TUGAS SINGKAT: Tampilkan tanpa perubahan bagian teks tentang El Nino 2015 mulai dari kata-kata "Sekilas tentang El" sampai dengan kata-kata "Desember (perayaan Natal).", termasuk kata-kata terakhir itu.

Mohon tunggu...
M Kanedi
M Kanedi Mohon Tunggu... pegawai negeri -

Hanya sebutir debu semesta

Selanjutnya

Tutup

Sosbud Artikel Utama

Dampak El Nino 2015, Bersiaplah Menghadapi Kemarau Panjang yang Menyengsarakan

5 Agustus 2015   06:12 Diperbarui: 5 Agustus 2015   06:47 15630
+
Laporkan Konten
Laporkan Akun
Kompasiana adalah platform blog. Konten ini menjadi tanggung jawab bloger dan tidak mewakili pandangan redaksi Kompas.

Pekan lalu, Kamis (30/7/2015) Kepala Badan Meteorologi, Klimatologi dan Geofisika (BMKG), Andi Eka Sakya, merilis peringatan dini dampak fenomena El Nino 2015 di Indonesia. Tahun ini, El Nino yang semula diprediksi berskala moderate, berpotensi menguat. Akibatnya, kemarau tahun ini akan berlangsung lebih lama. Yang penting kita ketahui ialah bahwa kemarau panjang bisa berdampak luas.

Sekilas tentang El Nino
El nino adalah sebutan dalam bahasa Spanyol yang artinya Si Buyung Kecil (The Little Boy) atau Anak Kristus (Christ Child). El Nino adalah nama yang diberikan oleh para nelayan lepas pantai Amerika Selatan pada tahun 1600-an untuk menyebut fenomena menghangatnya air laut di Samudra Pasifik yang tidak lazim pada sekitar bulan Desember (perayaan Natal).

DATA YANG DITAMPILKAN:

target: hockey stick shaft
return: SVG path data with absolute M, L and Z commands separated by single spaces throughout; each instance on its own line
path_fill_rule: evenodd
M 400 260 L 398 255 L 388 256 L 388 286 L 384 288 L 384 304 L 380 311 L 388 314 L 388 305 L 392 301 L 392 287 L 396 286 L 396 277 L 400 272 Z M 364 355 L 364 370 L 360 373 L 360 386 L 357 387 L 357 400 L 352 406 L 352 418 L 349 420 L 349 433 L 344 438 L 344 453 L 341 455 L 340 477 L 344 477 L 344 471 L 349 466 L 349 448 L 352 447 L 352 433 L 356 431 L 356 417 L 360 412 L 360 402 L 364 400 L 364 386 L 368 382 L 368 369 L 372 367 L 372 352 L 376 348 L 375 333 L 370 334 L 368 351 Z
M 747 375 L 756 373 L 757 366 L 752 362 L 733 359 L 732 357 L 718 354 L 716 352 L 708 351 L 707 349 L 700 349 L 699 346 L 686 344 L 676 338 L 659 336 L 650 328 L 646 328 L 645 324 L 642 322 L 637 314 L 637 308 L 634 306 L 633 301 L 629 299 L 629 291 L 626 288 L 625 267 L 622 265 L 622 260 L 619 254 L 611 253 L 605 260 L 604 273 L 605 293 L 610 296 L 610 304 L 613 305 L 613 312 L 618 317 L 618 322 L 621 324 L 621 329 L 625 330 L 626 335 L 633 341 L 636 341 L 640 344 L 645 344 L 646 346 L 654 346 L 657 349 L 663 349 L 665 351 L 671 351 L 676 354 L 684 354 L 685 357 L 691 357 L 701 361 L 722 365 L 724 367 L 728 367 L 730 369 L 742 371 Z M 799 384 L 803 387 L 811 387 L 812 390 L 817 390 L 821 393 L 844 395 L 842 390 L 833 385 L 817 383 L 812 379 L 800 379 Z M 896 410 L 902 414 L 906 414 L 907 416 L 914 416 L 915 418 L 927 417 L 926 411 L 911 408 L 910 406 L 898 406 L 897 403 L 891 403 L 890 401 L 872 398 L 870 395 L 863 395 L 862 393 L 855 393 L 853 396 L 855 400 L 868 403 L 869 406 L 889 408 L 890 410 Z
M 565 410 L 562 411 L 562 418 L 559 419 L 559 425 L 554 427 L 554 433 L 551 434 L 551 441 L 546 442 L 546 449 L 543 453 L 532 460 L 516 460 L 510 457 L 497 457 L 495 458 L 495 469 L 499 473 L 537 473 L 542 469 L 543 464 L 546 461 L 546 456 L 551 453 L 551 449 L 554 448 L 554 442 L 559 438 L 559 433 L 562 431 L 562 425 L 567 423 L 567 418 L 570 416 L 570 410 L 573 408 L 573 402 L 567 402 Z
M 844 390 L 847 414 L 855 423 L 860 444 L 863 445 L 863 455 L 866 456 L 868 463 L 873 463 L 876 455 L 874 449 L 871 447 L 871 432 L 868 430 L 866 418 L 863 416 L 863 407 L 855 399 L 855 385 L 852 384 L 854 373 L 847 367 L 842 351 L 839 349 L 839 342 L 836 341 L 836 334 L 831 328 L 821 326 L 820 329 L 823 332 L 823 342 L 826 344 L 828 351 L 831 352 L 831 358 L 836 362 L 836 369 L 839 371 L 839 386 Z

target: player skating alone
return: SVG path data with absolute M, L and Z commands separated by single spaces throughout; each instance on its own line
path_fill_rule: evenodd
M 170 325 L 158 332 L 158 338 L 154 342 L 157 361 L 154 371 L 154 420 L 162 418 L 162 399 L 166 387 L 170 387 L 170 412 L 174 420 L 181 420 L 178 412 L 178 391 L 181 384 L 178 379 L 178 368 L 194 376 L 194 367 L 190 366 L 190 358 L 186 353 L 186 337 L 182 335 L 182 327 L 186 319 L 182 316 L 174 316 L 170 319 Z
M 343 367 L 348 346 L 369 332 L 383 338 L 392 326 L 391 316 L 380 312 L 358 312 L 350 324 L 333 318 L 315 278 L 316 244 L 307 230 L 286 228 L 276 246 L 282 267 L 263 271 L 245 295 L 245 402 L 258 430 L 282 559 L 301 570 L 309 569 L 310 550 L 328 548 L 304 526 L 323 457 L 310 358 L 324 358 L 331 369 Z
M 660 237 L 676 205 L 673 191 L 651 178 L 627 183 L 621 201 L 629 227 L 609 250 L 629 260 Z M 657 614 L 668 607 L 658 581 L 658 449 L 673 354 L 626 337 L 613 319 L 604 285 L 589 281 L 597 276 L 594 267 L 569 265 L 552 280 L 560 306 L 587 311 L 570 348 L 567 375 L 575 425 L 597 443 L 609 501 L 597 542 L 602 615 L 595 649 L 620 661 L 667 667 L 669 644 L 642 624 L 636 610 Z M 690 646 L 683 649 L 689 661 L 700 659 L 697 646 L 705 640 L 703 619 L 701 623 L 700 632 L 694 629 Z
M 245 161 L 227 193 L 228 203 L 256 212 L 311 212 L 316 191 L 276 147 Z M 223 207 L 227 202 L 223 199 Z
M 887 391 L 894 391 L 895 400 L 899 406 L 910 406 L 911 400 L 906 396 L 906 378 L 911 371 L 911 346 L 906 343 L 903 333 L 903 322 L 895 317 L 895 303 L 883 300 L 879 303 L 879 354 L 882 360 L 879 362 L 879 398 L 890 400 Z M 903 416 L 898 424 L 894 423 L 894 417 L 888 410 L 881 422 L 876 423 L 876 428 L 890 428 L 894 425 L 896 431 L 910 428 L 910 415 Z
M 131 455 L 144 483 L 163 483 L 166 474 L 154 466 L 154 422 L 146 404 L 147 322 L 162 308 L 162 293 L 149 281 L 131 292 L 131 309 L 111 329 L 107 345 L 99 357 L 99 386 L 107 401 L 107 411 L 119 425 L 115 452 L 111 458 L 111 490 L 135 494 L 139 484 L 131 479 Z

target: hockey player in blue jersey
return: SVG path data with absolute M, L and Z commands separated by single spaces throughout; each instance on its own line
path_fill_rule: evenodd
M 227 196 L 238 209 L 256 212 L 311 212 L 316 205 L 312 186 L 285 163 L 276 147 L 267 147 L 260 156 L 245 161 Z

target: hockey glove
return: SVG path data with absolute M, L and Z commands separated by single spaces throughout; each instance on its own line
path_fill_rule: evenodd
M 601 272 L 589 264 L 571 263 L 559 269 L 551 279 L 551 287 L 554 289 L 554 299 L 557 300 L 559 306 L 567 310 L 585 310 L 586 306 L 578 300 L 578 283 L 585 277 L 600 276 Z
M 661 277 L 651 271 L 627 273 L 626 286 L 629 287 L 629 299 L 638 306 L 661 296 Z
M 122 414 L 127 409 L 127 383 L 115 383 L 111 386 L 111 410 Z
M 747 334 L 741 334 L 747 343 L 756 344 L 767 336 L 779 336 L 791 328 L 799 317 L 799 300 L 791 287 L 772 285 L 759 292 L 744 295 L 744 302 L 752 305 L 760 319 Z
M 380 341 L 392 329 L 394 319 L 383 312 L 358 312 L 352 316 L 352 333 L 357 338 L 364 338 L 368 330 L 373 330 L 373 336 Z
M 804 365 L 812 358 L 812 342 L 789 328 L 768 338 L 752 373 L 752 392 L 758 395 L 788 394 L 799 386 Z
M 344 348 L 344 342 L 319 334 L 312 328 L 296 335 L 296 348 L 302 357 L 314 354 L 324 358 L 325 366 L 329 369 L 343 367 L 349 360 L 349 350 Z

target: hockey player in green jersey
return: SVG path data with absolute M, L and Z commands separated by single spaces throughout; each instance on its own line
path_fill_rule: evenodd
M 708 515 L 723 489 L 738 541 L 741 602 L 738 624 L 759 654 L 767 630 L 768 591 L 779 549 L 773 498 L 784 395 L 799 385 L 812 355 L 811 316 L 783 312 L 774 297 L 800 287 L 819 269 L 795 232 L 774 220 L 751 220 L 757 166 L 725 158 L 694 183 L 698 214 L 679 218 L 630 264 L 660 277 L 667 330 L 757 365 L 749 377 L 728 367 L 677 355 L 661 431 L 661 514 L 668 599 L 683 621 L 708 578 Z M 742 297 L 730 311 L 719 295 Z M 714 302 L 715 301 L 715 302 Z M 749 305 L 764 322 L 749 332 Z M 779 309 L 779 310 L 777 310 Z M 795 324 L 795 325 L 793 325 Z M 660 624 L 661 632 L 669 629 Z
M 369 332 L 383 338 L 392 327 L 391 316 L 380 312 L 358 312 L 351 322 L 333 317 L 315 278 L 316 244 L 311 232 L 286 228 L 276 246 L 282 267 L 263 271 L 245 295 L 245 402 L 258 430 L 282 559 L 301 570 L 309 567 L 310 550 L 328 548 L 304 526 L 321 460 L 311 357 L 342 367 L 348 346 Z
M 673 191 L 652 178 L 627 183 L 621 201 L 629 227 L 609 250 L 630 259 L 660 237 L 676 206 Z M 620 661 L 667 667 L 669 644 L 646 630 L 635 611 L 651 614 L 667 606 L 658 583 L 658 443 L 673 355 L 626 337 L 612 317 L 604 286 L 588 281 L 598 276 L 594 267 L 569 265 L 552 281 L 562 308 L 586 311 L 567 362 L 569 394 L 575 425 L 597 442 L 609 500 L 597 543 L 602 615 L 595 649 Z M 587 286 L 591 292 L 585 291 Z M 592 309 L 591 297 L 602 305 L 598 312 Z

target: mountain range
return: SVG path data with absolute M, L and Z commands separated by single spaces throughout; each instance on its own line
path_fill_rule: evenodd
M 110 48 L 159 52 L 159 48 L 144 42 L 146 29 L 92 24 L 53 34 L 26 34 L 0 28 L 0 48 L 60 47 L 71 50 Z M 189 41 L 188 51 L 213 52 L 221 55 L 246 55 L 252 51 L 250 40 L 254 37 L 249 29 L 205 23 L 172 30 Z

JAWABAN TUGAS:
Sekilas tentang El Nino
El nino adalah sebutan dalam bahasa Spanyol yang artinya Si Buyung Kecil (The Little Boy) atau Anak Kristus (Christ Child). El Nino adalah nama yang diberikan oleh para nelayan lepas pantai Amerika Selatan pada tahun 1600-an untuk menyebut fenomena menghangatnya air laut di Samudra Pasifik yang tidak lazim pada sekitar bulan Desember (perayaan Natal).